[Stored entries]
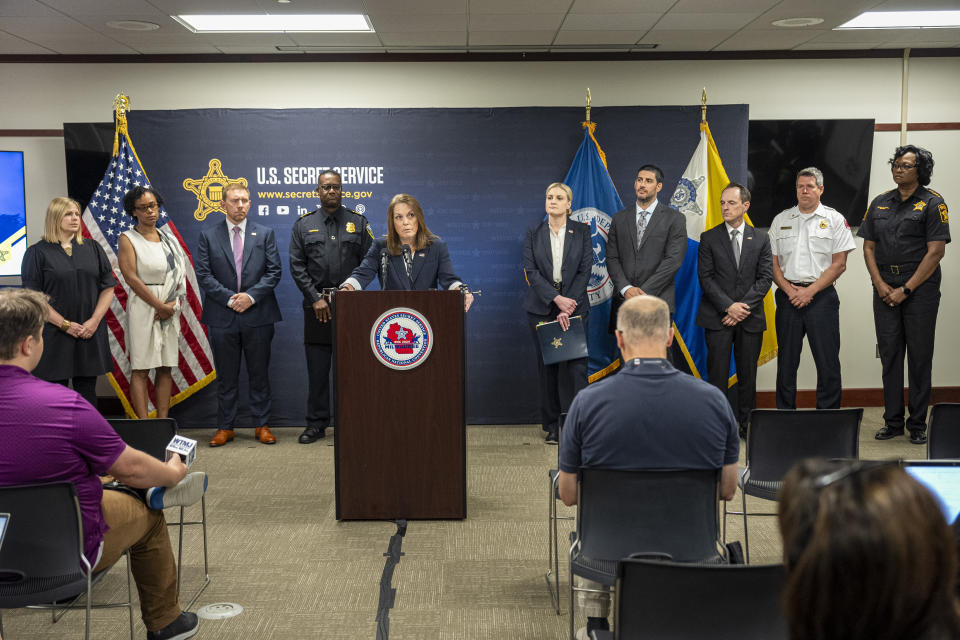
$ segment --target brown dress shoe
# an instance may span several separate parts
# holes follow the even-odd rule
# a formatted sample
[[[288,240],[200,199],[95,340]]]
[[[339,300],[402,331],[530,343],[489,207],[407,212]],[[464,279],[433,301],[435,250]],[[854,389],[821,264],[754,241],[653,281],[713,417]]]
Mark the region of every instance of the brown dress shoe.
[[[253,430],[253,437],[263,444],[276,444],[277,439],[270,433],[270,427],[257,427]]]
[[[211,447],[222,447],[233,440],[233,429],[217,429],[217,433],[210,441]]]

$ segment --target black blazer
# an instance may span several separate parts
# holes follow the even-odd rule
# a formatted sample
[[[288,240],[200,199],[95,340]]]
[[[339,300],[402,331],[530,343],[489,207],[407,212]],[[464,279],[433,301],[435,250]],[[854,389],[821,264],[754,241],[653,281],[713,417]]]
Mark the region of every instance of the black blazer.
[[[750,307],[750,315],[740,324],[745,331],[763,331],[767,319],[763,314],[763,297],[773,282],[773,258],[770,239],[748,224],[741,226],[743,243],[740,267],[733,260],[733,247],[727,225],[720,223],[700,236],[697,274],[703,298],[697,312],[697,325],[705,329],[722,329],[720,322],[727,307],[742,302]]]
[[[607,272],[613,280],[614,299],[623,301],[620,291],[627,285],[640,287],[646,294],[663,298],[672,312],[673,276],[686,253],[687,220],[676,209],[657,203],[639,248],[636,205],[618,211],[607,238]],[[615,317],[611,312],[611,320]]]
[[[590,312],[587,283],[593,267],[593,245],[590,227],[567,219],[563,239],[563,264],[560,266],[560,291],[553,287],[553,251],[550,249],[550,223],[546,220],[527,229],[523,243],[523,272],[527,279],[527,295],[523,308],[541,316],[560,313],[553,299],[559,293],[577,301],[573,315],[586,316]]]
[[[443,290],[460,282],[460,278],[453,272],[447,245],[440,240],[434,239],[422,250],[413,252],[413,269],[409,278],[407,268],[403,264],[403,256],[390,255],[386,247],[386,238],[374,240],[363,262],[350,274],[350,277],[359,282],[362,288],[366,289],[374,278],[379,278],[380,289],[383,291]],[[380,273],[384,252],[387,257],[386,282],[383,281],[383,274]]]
---
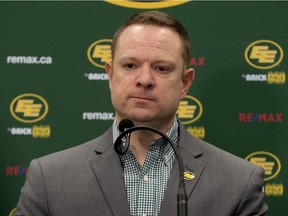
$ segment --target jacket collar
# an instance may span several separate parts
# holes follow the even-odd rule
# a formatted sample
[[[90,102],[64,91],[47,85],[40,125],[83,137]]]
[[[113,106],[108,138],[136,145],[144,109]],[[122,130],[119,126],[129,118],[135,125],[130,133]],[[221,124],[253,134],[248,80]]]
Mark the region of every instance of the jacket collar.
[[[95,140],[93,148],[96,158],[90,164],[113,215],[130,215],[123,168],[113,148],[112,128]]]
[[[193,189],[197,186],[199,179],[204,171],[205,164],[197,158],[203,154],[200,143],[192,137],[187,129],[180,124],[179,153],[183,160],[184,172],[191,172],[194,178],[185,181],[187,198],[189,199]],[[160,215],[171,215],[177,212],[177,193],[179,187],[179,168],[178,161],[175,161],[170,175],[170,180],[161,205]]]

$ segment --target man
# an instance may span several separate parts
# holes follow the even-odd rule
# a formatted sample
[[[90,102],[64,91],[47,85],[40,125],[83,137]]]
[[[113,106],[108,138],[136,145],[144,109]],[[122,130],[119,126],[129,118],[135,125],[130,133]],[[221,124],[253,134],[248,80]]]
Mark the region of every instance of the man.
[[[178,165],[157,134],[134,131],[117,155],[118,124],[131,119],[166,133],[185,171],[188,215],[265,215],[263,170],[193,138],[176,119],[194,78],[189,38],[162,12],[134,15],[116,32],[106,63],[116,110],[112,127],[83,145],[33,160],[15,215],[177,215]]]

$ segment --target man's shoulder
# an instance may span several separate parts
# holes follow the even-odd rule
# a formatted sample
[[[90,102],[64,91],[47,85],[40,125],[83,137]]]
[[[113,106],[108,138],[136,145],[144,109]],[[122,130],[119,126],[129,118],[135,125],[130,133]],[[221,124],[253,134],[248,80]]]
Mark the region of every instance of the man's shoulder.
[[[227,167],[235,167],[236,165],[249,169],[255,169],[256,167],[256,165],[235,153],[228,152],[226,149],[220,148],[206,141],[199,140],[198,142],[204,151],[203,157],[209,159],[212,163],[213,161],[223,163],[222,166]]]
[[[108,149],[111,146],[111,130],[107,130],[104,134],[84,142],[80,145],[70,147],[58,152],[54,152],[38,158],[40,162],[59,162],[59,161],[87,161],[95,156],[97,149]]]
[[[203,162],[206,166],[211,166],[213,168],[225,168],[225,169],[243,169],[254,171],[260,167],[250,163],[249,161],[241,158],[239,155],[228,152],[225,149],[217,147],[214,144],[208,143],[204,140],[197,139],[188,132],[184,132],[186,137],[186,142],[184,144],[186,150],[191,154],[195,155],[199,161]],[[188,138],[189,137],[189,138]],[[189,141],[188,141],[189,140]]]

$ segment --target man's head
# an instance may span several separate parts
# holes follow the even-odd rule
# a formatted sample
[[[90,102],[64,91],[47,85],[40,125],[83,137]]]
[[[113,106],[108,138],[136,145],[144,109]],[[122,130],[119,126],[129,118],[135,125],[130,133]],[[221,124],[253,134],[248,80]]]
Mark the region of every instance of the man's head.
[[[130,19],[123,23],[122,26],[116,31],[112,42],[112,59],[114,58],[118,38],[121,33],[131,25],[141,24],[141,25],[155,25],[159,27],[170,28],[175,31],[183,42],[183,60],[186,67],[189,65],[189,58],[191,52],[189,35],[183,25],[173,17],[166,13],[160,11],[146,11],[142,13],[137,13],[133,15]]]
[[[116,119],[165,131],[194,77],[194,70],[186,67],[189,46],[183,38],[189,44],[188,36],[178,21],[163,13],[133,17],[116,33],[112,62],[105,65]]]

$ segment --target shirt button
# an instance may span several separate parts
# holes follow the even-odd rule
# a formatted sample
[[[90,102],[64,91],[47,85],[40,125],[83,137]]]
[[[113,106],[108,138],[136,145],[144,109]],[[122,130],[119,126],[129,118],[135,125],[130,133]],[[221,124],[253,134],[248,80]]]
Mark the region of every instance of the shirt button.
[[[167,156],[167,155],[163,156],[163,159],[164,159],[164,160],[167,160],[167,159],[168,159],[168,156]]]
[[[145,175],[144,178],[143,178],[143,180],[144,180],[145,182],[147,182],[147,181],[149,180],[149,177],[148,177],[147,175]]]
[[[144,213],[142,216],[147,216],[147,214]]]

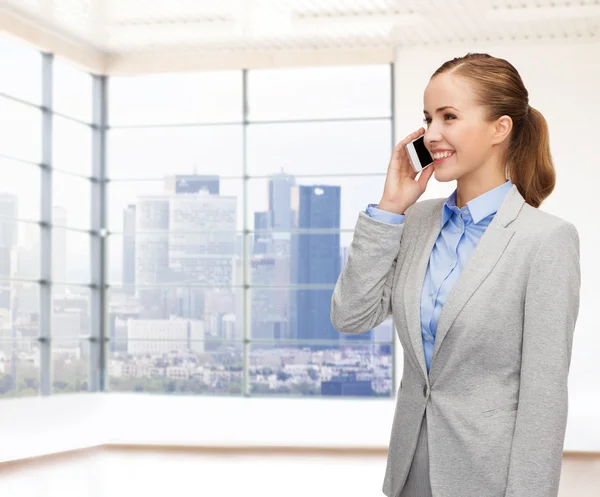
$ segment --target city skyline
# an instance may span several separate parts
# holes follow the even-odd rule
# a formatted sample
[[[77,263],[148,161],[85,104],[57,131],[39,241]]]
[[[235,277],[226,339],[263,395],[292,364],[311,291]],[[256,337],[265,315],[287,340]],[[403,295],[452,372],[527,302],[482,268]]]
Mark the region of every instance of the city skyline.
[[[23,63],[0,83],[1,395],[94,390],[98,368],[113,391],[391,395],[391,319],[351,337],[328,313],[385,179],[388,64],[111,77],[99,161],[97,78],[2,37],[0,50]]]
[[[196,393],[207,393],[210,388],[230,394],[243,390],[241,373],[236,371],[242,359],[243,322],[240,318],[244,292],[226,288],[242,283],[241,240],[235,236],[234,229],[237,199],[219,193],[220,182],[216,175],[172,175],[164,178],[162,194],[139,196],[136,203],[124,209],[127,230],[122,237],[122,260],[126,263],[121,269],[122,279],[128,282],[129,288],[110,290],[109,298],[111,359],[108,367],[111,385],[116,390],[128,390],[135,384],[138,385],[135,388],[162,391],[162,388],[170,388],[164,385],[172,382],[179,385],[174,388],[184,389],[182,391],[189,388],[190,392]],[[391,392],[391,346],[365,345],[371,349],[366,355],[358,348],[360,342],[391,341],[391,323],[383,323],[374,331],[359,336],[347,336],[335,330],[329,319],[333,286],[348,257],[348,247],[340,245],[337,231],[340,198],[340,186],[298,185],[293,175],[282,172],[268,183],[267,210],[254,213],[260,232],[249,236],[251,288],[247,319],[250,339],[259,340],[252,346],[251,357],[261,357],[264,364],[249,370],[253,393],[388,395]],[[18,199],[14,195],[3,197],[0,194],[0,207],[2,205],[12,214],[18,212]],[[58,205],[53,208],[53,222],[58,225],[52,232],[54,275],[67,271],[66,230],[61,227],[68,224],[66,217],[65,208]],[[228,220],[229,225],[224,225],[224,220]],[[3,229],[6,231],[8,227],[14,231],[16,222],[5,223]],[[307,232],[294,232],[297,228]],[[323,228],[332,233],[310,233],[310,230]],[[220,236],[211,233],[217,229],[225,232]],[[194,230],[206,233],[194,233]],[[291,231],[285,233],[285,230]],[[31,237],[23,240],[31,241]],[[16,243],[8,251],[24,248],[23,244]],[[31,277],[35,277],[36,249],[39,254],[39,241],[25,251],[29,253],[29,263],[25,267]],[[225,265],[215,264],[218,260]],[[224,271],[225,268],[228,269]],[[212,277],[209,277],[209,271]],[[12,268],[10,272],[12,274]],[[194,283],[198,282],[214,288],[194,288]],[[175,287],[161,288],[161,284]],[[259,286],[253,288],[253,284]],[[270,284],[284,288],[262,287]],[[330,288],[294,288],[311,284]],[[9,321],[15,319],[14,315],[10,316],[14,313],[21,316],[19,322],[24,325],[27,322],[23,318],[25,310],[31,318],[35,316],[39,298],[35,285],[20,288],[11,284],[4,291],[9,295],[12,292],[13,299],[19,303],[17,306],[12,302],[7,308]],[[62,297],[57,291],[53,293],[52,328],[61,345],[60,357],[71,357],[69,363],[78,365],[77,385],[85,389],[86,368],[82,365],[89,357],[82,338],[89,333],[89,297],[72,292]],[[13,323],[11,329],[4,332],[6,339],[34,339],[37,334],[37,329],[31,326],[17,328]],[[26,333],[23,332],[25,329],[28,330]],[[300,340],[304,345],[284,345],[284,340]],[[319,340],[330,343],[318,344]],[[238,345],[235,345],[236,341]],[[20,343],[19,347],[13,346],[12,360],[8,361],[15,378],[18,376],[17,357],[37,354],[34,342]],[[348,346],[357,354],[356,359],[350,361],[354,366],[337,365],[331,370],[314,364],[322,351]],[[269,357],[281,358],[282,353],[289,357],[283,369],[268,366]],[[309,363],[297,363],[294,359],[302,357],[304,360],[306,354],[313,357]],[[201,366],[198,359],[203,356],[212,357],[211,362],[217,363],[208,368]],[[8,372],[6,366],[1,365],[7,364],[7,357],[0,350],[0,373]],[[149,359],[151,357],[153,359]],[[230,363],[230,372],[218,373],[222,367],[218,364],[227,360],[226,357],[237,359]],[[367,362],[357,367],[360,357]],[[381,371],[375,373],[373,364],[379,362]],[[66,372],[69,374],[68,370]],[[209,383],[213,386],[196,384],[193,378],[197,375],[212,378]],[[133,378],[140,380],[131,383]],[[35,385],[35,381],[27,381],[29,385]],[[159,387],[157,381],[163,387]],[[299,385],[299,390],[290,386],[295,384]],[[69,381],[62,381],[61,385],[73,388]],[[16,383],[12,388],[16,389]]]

● Try it: The required output is each line of the entries that contains the word "segment".

● Exercise solution:
$ segment --target brown dress shoe
$ segment --target black blazer
$ segment --target jacket collar
$ segment --target man
$ segment --target man's shoulder
$ segment --target man's head
$ segment --target shirt button
$ segment --target city skyline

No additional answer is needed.